[DESCRIPTION OF THE TASK]: Copy the material below, replacing each "outlines" with "contours" and changing nothing else. Leave the pictures out of your copy.
------------------------------------------------------------
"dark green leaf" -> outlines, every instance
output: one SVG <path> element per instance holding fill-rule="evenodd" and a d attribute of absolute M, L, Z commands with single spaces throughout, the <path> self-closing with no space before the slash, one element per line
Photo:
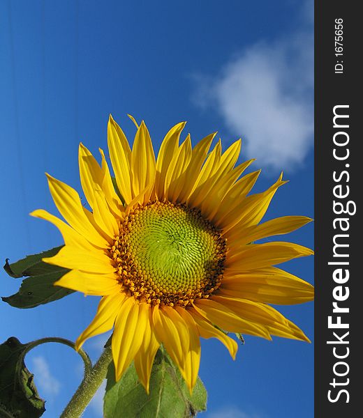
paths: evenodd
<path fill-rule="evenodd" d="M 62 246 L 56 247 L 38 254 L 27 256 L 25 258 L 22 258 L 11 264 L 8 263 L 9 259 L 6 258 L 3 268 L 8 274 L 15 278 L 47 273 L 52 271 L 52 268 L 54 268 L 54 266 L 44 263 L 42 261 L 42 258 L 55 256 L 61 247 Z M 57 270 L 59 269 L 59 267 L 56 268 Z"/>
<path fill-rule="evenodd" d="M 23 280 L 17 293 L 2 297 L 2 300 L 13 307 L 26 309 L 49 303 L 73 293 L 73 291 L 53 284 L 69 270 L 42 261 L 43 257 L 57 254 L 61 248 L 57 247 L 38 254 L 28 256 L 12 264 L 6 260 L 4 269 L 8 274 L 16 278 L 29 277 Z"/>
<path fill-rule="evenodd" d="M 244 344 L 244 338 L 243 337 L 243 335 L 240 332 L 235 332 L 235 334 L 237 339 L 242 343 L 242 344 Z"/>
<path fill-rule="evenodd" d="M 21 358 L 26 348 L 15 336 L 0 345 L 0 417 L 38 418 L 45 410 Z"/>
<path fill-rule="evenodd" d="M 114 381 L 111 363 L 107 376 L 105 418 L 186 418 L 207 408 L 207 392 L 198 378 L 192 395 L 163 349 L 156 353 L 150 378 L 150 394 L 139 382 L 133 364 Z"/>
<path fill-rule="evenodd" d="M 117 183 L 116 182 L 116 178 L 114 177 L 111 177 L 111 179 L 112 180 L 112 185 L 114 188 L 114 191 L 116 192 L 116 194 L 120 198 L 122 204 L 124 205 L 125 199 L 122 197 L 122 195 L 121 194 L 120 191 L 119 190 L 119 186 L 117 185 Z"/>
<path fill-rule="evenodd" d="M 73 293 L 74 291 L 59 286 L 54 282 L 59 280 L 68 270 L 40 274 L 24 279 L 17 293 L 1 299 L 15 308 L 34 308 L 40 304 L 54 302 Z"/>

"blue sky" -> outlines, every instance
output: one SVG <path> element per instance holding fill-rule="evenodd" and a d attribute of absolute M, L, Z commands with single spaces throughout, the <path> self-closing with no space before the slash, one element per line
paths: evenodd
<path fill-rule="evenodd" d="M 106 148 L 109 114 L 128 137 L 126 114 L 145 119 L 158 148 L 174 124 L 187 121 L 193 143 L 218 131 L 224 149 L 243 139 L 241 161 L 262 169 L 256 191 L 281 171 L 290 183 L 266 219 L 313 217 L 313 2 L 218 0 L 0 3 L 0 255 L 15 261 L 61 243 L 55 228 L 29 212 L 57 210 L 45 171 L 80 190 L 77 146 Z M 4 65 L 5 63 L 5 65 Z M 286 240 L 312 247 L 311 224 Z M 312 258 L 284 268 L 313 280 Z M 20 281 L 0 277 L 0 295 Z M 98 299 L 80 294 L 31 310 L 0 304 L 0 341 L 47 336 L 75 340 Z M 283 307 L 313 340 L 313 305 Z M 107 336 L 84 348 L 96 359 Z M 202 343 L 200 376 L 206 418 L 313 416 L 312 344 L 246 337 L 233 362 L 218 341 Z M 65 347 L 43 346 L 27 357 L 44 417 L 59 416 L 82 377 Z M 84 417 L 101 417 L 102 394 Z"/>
------------------------------------------------------------
[ANSWER TO THIS PROBLEM]:
"dark green leaf" -> contours, every instance
output: one SVG <path> element per instance holding fill-rule="evenodd" and a d attribute of absolute M, L, Z commands with single spaces throughout, the <path> self-closing with no space before the slash, one element per line
Photo:
paths: evenodd
<path fill-rule="evenodd" d="M 62 246 L 56 247 L 38 254 L 27 256 L 25 258 L 22 258 L 11 264 L 8 263 L 9 259 L 6 258 L 3 268 L 8 274 L 15 278 L 47 273 L 52 271 L 52 268 L 54 268 L 54 266 L 44 263 L 42 261 L 42 258 L 55 256 L 61 247 Z M 57 270 L 59 269 L 59 267 L 56 268 Z"/>
<path fill-rule="evenodd" d="M 23 280 L 17 293 L 2 297 L 2 300 L 13 307 L 26 309 L 49 303 L 73 293 L 73 291 L 53 284 L 69 270 L 42 261 L 43 257 L 57 254 L 61 248 L 57 247 L 38 254 L 28 256 L 12 264 L 6 260 L 4 269 L 8 274 L 16 278 L 29 277 Z"/>
<path fill-rule="evenodd" d="M 244 344 L 244 338 L 243 337 L 243 335 L 240 332 L 235 332 L 235 334 L 237 339 L 242 343 L 242 344 Z"/>
<path fill-rule="evenodd" d="M 21 358 L 26 348 L 15 336 L 0 345 L 0 417 L 38 418 L 45 410 Z"/>
<path fill-rule="evenodd" d="M 114 381 L 111 363 L 107 376 L 105 418 L 186 418 L 207 408 L 207 392 L 198 378 L 192 395 L 163 349 L 156 353 L 150 378 L 150 394 L 139 382 L 133 364 Z"/>
<path fill-rule="evenodd" d="M 117 183 L 116 182 L 116 178 L 114 177 L 111 177 L 111 179 L 112 180 L 112 185 L 114 188 L 114 191 L 116 192 L 116 194 L 120 198 L 122 204 L 124 205 L 125 199 L 122 197 L 122 195 L 121 194 L 120 191 L 119 190 L 119 186 L 117 185 Z"/>
<path fill-rule="evenodd" d="M 73 293 L 74 291 L 59 286 L 54 282 L 59 280 L 68 270 L 40 274 L 24 279 L 17 293 L 1 299 L 15 308 L 34 308 L 40 304 L 54 302 Z"/>

"blue sky" -> contours, every instance
output: one SVG <path> element per instance holding fill-rule="evenodd" and a d attribute of absolute M, L, Z commands with single spaces throughout, the <path> self-closing with no space before the slash, one element per line
paths: evenodd
<path fill-rule="evenodd" d="M 106 148 L 109 114 L 128 137 L 126 114 L 145 119 L 158 148 L 174 124 L 187 121 L 193 143 L 218 131 L 224 149 L 243 139 L 241 161 L 262 169 L 256 191 L 281 171 L 290 183 L 266 219 L 313 217 L 313 2 L 218 0 L 0 3 L 0 255 L 15 261 L 61 243 L 55 228 L 29 212 L 57 210 L 45 171 L 80 190 L 77 146 Z M 4 65 L 5 63 L 5 65 Z M 286 240 L 312 247 L 311 224 Z M 312 258 L 284 268 L 313 280 Z M 20 281 L 0 277 L 0 295 Z M 98 299 L 80 294 L 31 310 L 0 304 L 0 341 L 47 336 L 75 340 Z M 283 307 L 313 340 L 313 305 Z M 107 336 L 84 348 L 96 359 Z M 202 343 L 200 376 L 206 418 L 313 416 L 312 344 L 246 337 L 233 362 L 218 341 Z M 65 347 L 43 346 L 27 357 L 44 417 L 59 416 L 82 377 Z M 84 417 L 101 417 L 102 394 Z"/>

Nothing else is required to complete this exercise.